ZU LESENDER AUSZUG:
Da eine kleinere Zahl altniederländischer Texte überliefert wurde, lassen sich nur von vereinzelten Substantiven wie dag (‚Tag‘), berg (‚Berg‘), *himil (‚Himmel‘) usw., die wohl aus diesem Grund häufig in der sekundären Literatur zitiert werden, mehr oder weniger vollständige Paradigmen zum Kasus aufstellen.

Maskulinum
a-Stämme
dag (‚Tag‘)
Sing. Plur.
Nom. dach, dag daga
Gen. dages, dagis *dago
Dat. dag, daga, dage dagen, dagon, tagen
Akk. dach, dag, thac dag, daga, dage, tage

In Texten wie Williram kommt a in unbetonten Silben gelegentlich an Stelle von e, vgl. berg:

berg (‚Berg‘)
Sing. Plur.
Nom. berg, bergh berga
Gen. bergas bergo, berge
Dat. bergo, berge bergan, bergon
Akk. berg berga, berge

Andere anl. mask. Substantive kennen eine Flexion, die jener des Wortes dag ähnelt, vgl.

himil (,Himmel‘)
Sing. Plur.
Nom. *himil himela, himele
Gen. himeles *himelo
Dat. himele, himili, himolo himelen, himelon
Akk. himel himila

In der Deklination ähneln sich die Substantive der ja- und wa-Stämme, so in Bezug auf die -s- Endung im Genitiv Sing., vgl. das zu den ja-Stämmen zählende rugis in in afrista rugis iro an bleike goldis (‚und der hintere Teil ihrer Rücken in der gelben Farbe des Goldes‘ WPS 1, 67, 14) und das zu den wa-, ursprünglich wi-Stämmen gehörende seuues in Ic quam an diopi seuues (‚Ich kam in der Tiefe des Sees‘ WPS i, 68, 3). In Bildungen ohne Flexion besitzen sie noch/i/oder/e/, vgl. mnl. dille (‚Dill‘). Substantive wie lewo (‚Löwe‘) weisen Relikte des wa-Stammes auf wie lewon in mith grimme also thie pardi ande thie lewon (‚mit Wut wie die Panther und Löwen‘ LWR 62, 17).

GESTELLTE AUFGABE A:
Gib aus dem Auszug über die altniederländische Deklination der Substantive den Abschnitt wortgetreu wieder, der bei den Worten „Nom. *himil himela, himele“ einsetzt und nach „LWR 62, 17).“ endet.

Gespeicherte Einträge
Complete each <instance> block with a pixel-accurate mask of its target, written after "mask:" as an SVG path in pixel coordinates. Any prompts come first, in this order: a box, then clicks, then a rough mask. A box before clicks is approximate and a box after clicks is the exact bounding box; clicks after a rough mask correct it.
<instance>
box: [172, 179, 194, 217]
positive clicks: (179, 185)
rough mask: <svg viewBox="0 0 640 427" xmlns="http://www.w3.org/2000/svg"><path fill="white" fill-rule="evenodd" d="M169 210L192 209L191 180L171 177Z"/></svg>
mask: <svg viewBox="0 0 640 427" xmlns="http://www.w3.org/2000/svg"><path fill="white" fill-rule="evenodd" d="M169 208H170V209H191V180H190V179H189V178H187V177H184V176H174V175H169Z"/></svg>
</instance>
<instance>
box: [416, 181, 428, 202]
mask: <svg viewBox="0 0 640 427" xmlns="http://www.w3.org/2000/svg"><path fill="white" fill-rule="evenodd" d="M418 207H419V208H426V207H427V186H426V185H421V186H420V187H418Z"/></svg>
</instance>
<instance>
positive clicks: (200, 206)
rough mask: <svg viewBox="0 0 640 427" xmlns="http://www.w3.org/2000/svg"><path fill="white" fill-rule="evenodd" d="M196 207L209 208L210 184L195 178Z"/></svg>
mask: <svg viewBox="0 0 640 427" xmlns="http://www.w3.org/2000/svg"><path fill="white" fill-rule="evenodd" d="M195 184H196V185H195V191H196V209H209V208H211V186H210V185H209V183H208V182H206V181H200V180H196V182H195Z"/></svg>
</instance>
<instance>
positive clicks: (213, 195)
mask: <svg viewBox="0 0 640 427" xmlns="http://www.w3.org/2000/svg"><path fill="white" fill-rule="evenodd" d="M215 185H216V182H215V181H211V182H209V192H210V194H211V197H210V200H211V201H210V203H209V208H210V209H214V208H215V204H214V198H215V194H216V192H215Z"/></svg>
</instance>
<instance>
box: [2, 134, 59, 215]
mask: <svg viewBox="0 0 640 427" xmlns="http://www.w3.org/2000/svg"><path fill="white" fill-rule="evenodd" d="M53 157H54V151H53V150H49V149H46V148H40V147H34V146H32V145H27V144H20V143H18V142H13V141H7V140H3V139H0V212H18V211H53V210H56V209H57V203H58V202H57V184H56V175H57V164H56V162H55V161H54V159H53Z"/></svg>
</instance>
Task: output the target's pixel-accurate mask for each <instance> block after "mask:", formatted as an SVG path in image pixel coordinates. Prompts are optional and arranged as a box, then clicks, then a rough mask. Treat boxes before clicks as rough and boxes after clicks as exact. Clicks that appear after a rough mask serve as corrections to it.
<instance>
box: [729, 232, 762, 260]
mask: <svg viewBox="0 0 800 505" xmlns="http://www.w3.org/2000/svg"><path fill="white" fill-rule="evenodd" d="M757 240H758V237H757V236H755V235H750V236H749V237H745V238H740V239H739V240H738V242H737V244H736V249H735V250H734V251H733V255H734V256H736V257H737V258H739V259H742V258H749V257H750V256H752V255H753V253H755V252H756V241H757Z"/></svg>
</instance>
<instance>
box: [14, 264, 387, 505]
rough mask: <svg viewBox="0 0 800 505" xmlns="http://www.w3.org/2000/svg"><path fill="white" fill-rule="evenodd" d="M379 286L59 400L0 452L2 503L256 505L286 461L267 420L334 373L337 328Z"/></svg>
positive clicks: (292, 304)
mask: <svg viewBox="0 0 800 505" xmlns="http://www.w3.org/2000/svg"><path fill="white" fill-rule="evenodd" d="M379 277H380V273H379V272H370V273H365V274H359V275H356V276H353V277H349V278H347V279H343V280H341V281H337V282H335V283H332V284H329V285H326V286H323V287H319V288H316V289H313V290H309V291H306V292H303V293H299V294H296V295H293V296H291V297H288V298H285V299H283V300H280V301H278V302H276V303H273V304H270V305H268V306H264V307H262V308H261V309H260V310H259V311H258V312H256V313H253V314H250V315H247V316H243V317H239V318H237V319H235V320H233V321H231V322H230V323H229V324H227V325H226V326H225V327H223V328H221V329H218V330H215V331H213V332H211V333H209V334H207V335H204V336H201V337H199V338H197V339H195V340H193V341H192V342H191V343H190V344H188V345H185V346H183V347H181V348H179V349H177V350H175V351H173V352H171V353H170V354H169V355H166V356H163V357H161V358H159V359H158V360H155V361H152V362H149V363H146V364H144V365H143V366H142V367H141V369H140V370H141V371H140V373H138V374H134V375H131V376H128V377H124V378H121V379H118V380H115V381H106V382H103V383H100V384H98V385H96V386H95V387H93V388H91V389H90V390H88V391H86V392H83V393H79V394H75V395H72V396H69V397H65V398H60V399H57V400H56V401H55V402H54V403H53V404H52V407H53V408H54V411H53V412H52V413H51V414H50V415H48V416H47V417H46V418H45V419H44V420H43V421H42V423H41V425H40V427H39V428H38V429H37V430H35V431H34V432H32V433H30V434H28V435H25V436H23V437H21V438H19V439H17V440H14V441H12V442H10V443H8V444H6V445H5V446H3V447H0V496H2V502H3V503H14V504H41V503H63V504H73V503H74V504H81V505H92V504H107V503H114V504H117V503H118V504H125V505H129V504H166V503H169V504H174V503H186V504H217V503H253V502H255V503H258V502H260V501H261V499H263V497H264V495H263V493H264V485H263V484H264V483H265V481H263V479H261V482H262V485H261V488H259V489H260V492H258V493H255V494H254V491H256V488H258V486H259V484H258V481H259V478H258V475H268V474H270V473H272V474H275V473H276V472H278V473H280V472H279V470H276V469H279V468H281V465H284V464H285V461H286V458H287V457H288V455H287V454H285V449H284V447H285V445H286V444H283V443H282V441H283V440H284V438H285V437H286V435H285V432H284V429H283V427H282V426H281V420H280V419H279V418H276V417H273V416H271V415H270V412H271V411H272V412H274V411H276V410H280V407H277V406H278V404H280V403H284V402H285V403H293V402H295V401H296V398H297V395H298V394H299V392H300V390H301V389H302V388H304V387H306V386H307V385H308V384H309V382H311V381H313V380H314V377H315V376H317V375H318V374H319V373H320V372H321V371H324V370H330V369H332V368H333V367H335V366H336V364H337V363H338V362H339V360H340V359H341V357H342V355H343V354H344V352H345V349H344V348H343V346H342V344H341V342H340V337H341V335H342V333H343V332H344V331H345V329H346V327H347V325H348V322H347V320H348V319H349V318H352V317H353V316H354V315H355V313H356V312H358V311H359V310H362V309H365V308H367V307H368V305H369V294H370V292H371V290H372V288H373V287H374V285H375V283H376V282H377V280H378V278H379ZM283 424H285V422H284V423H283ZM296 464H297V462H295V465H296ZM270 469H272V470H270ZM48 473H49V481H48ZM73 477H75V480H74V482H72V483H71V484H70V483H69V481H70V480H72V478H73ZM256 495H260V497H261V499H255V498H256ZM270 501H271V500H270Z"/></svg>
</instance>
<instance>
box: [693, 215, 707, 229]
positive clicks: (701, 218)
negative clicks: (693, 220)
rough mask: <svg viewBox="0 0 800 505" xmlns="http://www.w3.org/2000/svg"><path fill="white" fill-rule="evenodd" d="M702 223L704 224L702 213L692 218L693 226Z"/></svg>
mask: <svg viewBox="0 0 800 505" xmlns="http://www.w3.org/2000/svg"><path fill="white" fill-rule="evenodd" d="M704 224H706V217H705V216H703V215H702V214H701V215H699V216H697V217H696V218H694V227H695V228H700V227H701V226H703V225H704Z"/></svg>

GESTELLTE AUFGABE B:
Ermittle in den Einträgen jede Zeile, welche die Zeichenfolge „positive“ enthält, und schreibe diese Zeilen vollständig ab.

ENDGÜLTIGE ANTWORT A:
Nom. *himil himela, himele
Gen. himeles *himelo
Dat. himele, himili, himolo himelen, himelon
Akk. himel himila

In der Deklination ähneln sich die Substantive der ja- und wa-Stämme, so in Bezug auf die -s- Endung im Genitiv Sing., vgl. das zu den ja-Stämmen zählende rugis in in afrista rugis iro an bleike goldis (‚und der hintere Teil ihrer Rücken in der gelben Farbe des Goldes‘ WPS 1, 67, 14) und das zu den wa-, ursprünglich wi-Stämmen gehörende seuues in Ic quam an diopi seuues (‚Ich kam in der Tiefe des Sees‘ WPS i, 68, 3). In Bildungen ohne Flexion besitzen sie noch/i/oder/e/, vgl. mnl. dille (‚Dill‘). Substantive wie lewo (‚Löwe‘) weisen Relikte des wa-Stammes auf wie lewon in mith grimme also thie pardi ande thie lewon (‚mit Wut wie die Panther und Löwen‘ LWR 62, 17).

ENDGÜLTIGE ANTWORT B:
positive clicks: (179, 185)
positive clicks: (200, 206)
positive clicks: (213, 195)
positive clicks: (292, 304)
positive clicks: (701, 218)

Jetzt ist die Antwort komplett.